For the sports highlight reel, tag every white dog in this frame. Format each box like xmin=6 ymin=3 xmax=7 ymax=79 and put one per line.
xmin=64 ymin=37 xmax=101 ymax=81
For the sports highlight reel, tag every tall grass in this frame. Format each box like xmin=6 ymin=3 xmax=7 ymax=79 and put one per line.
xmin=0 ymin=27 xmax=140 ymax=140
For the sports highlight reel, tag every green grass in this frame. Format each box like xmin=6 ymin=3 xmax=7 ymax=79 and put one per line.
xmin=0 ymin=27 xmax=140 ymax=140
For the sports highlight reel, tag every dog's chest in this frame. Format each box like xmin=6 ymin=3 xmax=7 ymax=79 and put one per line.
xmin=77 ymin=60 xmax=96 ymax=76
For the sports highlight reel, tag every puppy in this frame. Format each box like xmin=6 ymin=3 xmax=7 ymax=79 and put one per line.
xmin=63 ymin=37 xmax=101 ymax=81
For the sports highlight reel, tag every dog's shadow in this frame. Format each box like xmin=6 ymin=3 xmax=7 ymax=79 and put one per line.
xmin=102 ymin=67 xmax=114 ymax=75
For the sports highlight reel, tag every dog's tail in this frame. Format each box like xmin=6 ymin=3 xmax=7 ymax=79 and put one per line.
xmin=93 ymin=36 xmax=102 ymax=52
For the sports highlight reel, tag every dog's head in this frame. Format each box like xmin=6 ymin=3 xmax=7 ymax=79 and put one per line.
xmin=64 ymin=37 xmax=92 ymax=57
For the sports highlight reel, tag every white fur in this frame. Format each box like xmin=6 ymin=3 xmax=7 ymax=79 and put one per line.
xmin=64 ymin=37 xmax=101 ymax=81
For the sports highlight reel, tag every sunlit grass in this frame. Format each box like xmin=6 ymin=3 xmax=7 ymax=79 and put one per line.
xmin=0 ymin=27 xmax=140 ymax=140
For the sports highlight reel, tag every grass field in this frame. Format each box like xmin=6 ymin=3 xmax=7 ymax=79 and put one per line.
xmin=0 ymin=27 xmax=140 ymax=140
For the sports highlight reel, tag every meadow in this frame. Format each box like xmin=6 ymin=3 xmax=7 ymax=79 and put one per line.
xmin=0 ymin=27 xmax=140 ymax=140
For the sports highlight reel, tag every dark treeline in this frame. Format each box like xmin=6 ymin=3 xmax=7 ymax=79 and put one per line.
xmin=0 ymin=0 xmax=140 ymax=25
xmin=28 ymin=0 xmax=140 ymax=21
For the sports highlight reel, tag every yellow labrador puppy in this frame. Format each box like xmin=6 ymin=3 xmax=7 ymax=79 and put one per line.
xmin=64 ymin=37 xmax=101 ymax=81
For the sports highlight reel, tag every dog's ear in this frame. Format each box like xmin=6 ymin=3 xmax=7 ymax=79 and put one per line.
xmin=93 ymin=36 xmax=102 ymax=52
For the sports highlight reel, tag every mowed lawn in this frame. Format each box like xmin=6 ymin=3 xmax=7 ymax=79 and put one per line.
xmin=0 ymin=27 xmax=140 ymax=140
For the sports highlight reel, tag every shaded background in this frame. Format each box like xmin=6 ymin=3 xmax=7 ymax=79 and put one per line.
::::::::
Rewrite the data starting at the line containing "For the sports highlight reel, tag every puppy" and ending at the line containing "xmin=64 ymin=37 xmax=92 ymax=57", keeping every request, but shift each box coordinate in the answers up by 9.

# FULL RESPONSE
For the sports highlight reel, tag every puppy in this frame. Format each box like xmin=6 ymin=3 xmax=7 ymax=79 and put one per line.
xmin=72 ymin=46 xmax=110 ymax=90
For the sports highlight reel, tag every dog's shadow in this frame. Format each box like xmin=6 ymin=3 xmax=7 ymax=79 and put one per line.
xmin=111 ymin=76 xmax=123 ymax=84
For the sports highlight reel, tag every dog's tail in this frame. Format each box like xmin=6 ymin=3 xmax=7 ymax=79 and put one per line.
xmin=102 ymin=45 xmax=111 ymax=61
For the sports highlight reel, tag every dog's head in this frame. Format each box like xmin=6 ymin=3 xmax=7 ymax=79 and put one per line.
xmin=73 ymin=46 xmax=101 ymax=66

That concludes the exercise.